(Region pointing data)
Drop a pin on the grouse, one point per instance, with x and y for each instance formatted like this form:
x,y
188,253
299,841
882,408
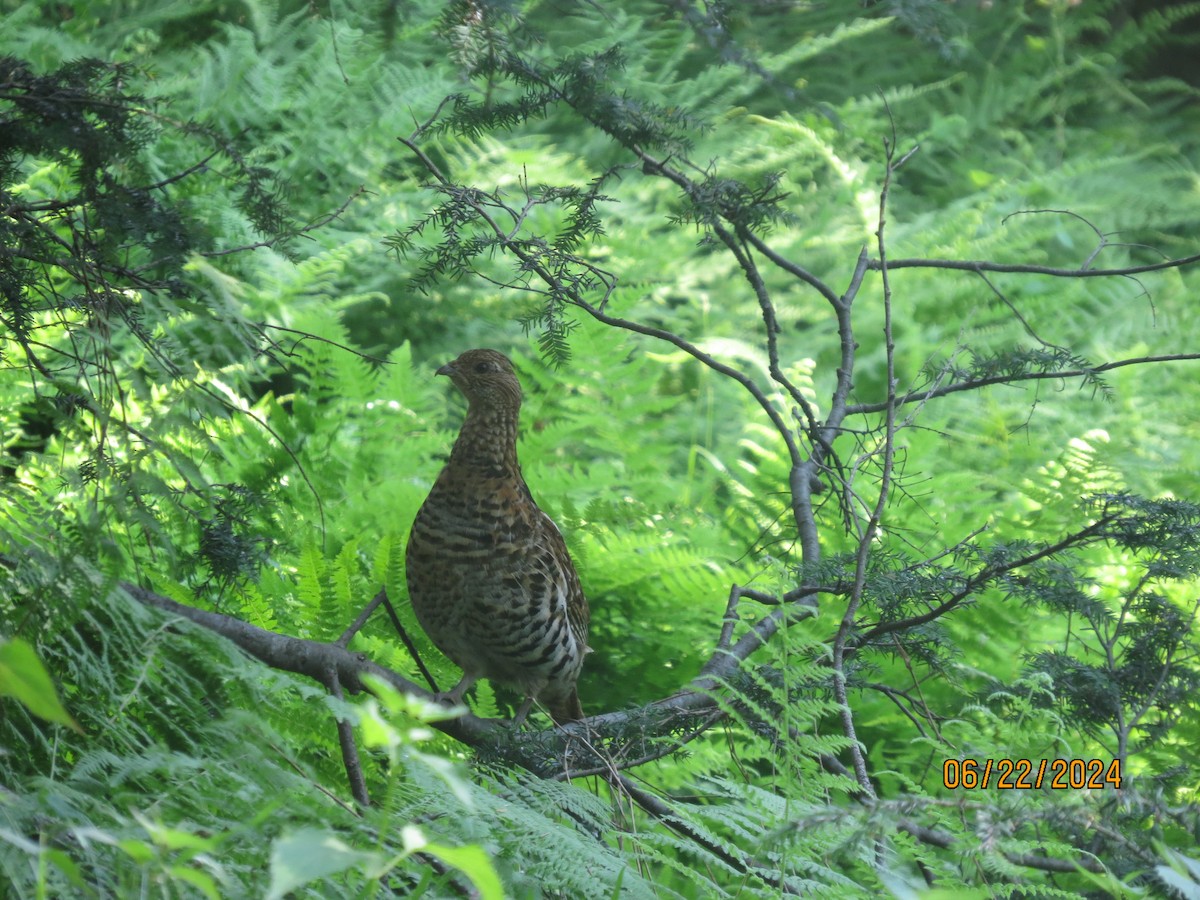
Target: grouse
x,y
489,574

▶ [Exercise instructions]:
Make an exact copy of the records shown above, without the pictures.

▶ [Your response]:
Drop a pin on the grouse, one point per instance, with x and y for each instance formatted like this form:
x,y
188,253
299,841
882,408
Target: grouse
x,y
489,574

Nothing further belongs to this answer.